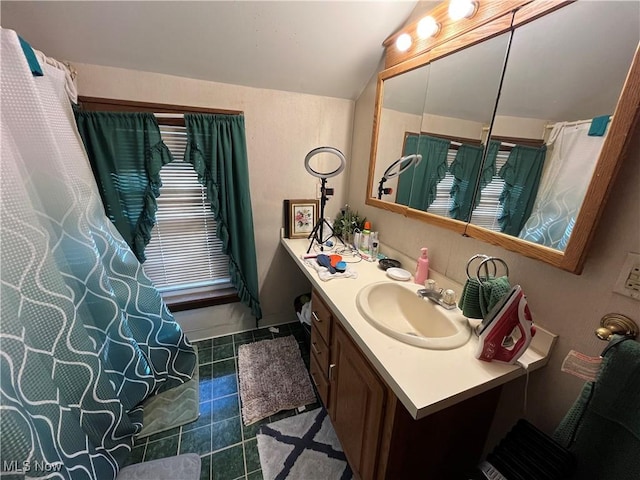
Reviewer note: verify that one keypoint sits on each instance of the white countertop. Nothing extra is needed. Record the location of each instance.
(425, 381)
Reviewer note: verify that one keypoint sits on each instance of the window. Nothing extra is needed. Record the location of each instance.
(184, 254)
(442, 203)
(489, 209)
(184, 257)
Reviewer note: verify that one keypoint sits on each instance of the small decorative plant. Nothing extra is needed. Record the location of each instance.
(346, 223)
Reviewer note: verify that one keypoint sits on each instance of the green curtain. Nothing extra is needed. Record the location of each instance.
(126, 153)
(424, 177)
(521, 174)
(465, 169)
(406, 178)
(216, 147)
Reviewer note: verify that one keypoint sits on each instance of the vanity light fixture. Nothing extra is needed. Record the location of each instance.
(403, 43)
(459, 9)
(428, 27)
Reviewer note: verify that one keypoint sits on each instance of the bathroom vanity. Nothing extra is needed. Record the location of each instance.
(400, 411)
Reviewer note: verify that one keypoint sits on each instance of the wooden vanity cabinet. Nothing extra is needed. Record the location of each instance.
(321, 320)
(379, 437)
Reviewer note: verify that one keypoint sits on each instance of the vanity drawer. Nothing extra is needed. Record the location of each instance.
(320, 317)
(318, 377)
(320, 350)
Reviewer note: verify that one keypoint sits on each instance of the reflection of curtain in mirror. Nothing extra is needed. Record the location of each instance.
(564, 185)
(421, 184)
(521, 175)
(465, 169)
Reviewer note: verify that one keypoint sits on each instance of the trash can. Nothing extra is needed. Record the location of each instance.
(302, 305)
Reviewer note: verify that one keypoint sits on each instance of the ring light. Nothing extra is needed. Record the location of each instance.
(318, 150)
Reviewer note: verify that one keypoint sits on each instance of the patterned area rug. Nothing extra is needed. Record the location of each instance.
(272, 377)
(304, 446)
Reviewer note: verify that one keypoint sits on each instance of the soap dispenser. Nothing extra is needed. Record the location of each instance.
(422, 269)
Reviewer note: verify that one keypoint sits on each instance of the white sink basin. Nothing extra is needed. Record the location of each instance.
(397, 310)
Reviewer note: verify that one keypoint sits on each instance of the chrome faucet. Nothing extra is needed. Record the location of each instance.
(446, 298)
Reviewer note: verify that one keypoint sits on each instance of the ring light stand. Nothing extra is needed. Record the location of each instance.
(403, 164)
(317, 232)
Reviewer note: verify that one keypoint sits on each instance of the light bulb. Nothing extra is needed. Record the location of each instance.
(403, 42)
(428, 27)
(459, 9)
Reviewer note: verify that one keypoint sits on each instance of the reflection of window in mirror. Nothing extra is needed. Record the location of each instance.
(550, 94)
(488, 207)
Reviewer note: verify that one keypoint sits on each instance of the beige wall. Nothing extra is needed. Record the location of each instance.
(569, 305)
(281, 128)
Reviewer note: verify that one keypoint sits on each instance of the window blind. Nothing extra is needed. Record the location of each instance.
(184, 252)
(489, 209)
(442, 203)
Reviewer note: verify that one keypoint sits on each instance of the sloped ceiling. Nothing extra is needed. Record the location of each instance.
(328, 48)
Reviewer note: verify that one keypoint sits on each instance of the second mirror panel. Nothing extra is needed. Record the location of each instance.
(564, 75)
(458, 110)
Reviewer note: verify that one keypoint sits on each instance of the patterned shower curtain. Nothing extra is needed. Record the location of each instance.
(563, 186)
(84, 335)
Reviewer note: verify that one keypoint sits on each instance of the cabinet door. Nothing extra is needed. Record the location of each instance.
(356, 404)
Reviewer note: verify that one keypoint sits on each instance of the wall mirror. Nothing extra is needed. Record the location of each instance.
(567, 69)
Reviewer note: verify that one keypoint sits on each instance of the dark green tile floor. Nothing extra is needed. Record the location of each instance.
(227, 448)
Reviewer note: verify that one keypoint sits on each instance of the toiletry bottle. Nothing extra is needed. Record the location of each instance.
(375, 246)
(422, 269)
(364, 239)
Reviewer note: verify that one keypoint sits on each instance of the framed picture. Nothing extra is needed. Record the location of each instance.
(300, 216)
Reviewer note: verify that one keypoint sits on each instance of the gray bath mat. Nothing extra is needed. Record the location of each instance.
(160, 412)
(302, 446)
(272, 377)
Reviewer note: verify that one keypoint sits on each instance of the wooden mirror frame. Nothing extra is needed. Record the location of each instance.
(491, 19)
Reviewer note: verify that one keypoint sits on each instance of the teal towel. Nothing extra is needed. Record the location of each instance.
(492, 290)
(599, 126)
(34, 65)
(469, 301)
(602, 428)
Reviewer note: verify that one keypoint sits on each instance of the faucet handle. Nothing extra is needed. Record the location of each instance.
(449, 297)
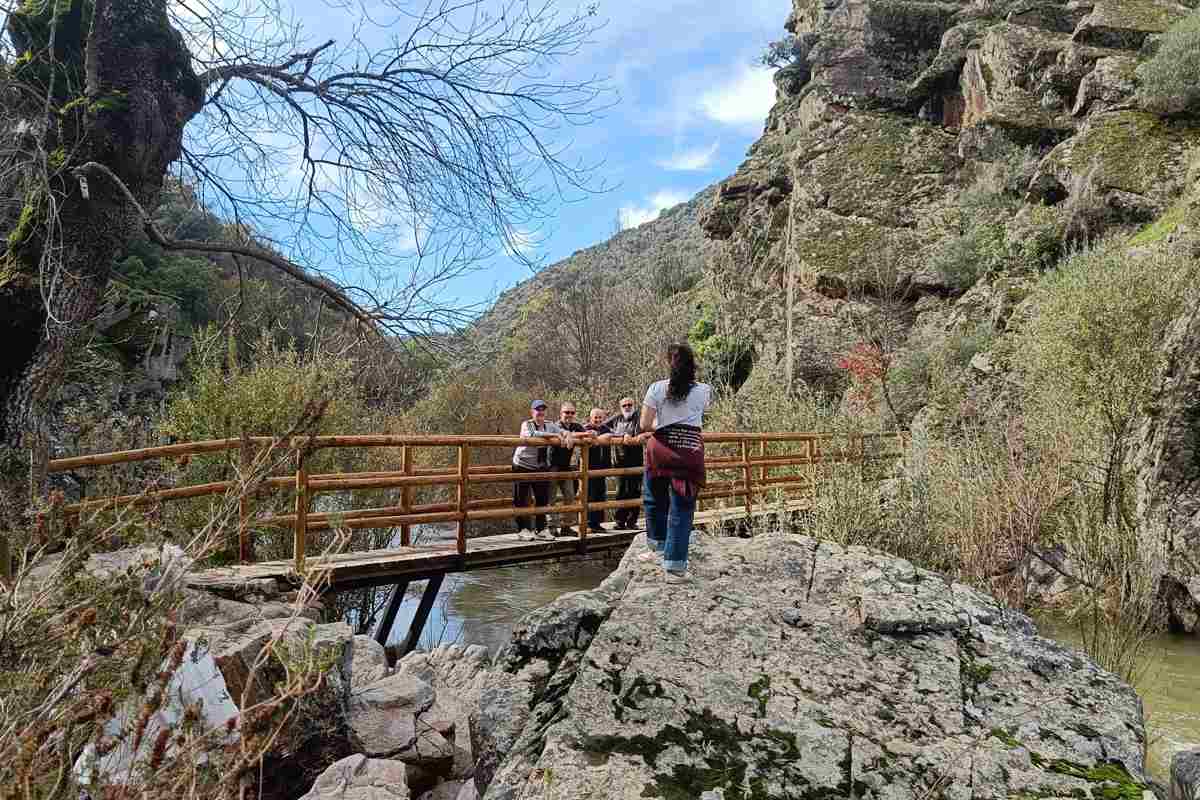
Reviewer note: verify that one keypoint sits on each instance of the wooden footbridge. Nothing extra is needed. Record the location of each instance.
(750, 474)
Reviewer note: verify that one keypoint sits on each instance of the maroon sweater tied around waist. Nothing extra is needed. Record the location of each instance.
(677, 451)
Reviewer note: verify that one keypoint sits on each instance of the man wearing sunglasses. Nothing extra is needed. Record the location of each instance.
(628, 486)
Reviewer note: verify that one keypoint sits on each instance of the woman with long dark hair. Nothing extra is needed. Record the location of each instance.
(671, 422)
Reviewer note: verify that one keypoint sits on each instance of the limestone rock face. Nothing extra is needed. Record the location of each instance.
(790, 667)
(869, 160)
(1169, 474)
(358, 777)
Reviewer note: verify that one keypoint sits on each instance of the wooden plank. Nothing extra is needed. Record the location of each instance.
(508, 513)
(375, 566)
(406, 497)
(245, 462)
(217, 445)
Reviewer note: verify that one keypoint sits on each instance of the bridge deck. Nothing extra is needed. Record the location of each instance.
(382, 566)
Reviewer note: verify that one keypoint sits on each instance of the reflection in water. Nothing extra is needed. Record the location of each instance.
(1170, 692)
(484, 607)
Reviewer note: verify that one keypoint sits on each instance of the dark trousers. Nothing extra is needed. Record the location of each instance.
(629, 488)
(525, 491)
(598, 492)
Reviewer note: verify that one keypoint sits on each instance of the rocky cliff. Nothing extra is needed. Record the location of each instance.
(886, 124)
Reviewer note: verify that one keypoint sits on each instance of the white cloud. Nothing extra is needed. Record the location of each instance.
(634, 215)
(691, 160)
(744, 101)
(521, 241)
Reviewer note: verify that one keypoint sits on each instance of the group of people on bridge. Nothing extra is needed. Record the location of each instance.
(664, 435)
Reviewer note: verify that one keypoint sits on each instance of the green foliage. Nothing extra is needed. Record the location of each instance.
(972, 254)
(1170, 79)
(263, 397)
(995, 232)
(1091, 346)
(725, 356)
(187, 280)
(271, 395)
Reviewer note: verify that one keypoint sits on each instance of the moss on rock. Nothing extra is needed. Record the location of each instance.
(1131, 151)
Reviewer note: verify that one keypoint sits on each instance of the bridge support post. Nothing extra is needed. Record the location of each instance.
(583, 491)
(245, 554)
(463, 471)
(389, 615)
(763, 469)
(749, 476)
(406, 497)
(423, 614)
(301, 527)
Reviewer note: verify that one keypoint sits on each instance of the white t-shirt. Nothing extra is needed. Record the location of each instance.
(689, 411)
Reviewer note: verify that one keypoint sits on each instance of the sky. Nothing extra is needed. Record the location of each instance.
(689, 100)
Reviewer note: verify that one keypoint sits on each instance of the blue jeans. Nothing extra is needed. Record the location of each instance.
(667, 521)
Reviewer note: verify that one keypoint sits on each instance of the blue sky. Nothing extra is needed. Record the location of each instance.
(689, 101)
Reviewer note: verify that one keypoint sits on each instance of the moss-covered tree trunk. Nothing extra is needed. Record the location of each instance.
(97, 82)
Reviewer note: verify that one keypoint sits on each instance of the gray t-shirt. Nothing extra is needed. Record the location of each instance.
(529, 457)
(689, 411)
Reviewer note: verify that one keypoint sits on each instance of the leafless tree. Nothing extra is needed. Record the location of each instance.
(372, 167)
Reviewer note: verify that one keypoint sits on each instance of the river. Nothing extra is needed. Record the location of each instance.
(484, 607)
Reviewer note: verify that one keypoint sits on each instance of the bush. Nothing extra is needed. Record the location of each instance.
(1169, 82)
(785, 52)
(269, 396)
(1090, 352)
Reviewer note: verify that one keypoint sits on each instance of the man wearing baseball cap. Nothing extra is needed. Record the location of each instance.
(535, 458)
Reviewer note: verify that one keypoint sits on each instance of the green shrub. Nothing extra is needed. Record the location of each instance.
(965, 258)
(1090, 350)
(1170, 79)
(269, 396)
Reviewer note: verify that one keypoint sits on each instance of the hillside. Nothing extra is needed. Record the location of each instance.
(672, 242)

--

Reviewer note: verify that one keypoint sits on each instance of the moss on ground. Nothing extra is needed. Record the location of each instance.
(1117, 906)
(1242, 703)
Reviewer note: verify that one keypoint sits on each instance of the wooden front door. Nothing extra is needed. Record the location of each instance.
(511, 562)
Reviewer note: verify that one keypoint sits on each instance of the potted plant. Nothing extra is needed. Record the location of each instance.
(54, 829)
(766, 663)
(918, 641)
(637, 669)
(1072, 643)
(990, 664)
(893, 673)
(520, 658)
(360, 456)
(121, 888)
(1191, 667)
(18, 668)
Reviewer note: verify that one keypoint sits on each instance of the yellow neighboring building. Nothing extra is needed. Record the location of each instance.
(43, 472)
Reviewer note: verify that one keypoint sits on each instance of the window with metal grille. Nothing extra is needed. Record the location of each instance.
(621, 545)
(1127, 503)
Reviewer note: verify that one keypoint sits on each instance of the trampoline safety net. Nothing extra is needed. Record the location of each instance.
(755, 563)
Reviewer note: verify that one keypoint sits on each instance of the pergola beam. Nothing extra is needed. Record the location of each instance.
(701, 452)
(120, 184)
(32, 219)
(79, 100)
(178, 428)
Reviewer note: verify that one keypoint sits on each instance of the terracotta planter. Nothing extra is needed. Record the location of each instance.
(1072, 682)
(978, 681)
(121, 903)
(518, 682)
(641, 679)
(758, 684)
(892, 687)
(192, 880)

Problem:
Extract from the listing above every line that contains the word "reflection", and copy each one unchanged.

Result:
Reviewer note: verify that one keypoint sits on each instance of the reflection of curtain in mirror. Nothing extra is needed. Record the location of each instance.
Reviewer note: verify that one keypoint sits on each instance of the reflection of window in mirror. Nothing extra is needed. Record the location of each instance.
Reviewer note: verify that one keypoint sits on each instance of the reflection in water. Nothing extra is needed. Record the location of each instance.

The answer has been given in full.